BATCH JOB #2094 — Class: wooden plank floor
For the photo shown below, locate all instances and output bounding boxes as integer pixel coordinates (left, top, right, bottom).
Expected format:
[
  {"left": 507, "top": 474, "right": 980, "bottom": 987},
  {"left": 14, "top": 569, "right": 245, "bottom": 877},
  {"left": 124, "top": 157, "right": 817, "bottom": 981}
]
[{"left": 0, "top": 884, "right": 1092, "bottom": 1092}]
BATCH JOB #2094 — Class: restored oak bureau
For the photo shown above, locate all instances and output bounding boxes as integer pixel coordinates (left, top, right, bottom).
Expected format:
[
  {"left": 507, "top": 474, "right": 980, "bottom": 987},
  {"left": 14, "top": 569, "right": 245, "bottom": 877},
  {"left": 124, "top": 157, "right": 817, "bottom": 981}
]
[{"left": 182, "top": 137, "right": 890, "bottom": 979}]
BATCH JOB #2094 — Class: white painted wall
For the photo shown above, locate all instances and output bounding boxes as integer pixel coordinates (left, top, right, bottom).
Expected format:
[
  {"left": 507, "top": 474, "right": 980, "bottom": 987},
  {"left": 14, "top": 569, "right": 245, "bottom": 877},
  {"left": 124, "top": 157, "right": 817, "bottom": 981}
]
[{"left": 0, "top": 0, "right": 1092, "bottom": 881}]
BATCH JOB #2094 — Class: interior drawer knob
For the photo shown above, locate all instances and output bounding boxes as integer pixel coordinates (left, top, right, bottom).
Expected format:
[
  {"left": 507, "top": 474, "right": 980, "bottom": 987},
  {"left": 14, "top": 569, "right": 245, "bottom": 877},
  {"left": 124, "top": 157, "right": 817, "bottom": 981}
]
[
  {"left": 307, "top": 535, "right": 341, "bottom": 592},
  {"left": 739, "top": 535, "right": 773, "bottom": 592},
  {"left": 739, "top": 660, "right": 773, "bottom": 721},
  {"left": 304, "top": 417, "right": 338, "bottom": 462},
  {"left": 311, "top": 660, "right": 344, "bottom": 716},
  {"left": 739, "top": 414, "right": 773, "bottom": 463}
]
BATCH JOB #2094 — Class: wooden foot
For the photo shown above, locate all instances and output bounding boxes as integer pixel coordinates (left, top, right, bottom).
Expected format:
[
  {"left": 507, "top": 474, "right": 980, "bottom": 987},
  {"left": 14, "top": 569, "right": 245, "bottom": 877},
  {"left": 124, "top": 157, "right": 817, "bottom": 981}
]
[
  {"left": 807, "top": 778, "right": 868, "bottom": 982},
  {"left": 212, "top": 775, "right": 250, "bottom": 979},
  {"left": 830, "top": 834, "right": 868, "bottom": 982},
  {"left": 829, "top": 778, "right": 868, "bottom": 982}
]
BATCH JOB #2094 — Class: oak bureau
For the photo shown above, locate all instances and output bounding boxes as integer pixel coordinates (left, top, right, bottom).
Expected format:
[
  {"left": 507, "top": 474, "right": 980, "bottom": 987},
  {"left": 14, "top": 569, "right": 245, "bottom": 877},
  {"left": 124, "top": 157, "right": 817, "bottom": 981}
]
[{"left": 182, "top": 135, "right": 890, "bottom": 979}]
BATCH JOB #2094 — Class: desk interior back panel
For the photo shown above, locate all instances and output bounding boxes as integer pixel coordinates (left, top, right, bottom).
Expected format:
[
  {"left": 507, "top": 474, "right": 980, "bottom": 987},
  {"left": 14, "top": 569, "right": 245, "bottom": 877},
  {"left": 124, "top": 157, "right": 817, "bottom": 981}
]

:::

Count the lines above that contain the string "Class" and give only that number.

_Response_:
7